PROVIDED RECORDS

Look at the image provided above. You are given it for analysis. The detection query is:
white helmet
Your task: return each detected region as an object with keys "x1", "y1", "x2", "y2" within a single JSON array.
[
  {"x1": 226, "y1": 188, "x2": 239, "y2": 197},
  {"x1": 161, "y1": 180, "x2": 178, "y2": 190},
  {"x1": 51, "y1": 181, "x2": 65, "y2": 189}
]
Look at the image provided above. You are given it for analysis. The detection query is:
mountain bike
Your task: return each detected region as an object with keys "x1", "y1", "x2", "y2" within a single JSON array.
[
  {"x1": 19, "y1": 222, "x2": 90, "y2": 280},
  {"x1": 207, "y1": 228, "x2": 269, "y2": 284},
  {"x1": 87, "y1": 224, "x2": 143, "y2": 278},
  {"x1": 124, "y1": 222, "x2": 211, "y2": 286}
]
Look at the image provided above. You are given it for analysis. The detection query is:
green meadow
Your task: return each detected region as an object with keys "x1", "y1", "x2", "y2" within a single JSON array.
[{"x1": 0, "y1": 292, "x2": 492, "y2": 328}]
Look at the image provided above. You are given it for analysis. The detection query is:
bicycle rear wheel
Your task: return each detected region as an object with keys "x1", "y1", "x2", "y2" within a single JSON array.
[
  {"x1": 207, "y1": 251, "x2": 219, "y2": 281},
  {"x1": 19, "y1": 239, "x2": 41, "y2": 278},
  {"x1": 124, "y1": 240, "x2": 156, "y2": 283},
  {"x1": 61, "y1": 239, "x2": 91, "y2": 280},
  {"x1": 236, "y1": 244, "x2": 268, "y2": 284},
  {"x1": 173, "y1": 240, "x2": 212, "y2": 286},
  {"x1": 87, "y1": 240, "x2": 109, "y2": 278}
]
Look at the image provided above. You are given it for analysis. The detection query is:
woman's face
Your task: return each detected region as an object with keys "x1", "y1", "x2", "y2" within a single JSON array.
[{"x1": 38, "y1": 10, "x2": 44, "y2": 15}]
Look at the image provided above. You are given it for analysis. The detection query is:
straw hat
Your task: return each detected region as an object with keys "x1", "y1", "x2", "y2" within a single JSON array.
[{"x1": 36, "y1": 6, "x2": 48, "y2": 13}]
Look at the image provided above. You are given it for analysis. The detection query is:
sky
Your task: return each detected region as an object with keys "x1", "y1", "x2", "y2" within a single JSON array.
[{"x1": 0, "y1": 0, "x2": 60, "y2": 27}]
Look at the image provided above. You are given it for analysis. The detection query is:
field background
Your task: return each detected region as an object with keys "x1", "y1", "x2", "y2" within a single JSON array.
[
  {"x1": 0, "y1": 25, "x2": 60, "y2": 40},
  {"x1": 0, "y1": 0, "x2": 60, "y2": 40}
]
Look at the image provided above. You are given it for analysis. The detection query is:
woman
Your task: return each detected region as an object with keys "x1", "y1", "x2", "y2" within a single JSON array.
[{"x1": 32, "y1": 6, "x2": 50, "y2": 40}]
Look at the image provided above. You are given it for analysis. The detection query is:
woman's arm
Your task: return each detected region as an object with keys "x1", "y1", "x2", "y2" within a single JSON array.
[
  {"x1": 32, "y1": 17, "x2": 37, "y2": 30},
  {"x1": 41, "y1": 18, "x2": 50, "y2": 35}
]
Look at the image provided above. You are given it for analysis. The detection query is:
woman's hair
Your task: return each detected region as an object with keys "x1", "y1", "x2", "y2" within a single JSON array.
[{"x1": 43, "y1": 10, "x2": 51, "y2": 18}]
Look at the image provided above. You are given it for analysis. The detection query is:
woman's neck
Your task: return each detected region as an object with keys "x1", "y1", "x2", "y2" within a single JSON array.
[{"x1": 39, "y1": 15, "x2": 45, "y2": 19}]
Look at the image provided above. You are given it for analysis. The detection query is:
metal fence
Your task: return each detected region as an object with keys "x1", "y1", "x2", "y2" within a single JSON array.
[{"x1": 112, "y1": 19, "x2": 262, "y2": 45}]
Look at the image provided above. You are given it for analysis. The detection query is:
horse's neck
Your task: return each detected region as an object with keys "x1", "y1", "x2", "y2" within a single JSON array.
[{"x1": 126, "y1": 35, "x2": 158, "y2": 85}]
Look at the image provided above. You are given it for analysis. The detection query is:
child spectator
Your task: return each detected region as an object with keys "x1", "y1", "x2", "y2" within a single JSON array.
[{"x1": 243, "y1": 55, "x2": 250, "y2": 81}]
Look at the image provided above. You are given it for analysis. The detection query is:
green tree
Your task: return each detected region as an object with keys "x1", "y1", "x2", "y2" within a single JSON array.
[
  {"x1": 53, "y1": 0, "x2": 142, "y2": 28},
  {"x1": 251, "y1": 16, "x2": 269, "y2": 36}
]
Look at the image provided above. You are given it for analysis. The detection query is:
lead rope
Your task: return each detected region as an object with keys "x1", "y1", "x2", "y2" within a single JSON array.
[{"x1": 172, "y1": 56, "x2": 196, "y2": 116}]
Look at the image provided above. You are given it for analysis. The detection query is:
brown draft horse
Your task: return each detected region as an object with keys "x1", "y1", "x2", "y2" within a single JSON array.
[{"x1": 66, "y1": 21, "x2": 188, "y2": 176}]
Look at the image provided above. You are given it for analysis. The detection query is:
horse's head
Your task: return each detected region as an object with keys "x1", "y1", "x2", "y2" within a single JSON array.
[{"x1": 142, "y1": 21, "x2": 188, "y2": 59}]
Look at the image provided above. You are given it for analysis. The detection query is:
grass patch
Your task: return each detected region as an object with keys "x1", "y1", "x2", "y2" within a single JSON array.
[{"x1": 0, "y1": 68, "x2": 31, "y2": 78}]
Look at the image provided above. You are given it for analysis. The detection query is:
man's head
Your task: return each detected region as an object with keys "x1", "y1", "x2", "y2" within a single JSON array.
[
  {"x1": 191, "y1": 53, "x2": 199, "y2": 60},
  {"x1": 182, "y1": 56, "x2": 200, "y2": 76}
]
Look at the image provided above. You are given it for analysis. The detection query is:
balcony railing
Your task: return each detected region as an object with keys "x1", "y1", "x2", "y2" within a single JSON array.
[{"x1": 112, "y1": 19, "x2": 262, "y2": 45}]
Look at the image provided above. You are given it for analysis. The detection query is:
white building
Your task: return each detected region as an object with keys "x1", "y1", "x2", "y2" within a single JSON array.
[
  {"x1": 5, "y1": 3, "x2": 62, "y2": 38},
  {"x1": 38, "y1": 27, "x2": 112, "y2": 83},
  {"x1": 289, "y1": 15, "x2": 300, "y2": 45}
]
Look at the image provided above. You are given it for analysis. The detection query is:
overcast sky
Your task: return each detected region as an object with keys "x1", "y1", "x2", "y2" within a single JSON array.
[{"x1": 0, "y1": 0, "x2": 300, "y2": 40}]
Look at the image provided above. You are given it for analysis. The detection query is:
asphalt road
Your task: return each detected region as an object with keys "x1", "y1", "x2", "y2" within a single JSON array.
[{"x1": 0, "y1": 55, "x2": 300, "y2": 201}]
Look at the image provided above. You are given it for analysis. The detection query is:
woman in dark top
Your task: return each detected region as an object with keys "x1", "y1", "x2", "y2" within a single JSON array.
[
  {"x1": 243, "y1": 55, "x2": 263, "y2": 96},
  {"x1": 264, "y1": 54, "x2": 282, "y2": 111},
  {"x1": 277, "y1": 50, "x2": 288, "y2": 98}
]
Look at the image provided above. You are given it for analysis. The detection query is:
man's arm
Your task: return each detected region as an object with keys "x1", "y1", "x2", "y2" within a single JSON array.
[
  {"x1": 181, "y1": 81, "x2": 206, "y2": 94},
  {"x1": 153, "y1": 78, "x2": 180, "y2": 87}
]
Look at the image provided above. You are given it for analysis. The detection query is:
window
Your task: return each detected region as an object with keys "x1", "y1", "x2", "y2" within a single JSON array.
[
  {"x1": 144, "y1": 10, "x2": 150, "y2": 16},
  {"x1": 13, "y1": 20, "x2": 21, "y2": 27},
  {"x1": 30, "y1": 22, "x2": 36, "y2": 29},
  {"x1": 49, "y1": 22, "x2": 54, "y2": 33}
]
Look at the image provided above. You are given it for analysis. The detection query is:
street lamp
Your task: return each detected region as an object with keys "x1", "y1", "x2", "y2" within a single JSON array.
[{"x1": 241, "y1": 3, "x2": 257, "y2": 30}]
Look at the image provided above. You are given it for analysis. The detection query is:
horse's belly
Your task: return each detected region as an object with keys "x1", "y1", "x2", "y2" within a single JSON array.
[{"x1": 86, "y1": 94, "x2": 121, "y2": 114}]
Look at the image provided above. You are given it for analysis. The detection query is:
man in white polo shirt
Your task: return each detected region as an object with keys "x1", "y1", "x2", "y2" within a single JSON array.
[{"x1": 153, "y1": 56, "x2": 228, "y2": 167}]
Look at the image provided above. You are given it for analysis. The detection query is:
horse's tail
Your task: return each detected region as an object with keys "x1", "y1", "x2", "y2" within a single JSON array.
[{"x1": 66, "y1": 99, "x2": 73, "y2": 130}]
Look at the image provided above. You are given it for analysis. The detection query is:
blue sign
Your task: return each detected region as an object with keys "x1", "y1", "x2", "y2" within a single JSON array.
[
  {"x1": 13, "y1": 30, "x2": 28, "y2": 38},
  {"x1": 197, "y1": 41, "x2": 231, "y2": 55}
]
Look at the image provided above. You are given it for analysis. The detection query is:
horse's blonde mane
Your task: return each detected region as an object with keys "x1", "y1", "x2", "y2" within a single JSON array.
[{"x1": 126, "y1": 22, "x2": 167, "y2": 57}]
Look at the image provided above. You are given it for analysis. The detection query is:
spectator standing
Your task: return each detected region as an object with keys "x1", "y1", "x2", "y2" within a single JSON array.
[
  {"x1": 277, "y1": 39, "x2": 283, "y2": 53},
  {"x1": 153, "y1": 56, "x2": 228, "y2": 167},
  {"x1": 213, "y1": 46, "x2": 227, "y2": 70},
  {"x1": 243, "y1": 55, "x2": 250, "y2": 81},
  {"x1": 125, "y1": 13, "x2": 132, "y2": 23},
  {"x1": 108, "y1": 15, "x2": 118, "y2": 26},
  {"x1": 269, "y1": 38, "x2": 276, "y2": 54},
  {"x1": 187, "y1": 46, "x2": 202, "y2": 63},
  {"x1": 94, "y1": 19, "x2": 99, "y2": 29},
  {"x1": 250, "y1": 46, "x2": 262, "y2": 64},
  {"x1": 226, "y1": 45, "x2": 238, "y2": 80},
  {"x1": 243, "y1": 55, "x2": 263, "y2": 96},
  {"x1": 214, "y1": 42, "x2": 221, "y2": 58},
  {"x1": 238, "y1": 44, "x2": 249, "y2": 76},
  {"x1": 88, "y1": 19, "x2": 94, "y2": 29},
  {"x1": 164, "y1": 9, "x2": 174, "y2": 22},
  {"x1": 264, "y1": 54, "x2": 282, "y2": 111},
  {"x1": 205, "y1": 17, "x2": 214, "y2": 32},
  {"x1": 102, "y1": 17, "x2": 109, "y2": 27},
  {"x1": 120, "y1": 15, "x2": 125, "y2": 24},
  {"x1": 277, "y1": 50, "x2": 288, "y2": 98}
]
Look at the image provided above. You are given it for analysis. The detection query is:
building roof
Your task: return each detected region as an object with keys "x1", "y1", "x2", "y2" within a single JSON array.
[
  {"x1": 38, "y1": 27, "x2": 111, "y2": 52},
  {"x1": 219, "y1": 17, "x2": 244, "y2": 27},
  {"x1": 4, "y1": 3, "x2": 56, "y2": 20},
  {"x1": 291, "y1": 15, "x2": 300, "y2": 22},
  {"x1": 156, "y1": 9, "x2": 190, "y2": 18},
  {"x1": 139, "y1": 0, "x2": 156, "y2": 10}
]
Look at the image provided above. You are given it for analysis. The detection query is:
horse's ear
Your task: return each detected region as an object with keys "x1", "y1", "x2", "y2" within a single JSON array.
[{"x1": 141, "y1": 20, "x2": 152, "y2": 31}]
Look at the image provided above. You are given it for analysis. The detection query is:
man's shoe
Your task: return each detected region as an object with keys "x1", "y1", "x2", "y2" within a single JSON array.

WHAT YOU HAVE TO DO
Return each line in the records above that contains the string "woman". Matching is case-sensitive.

EXERCISE RESPONSE
woman's face
woman
woman's arm
woman's hair
woman's neck
woman in dark top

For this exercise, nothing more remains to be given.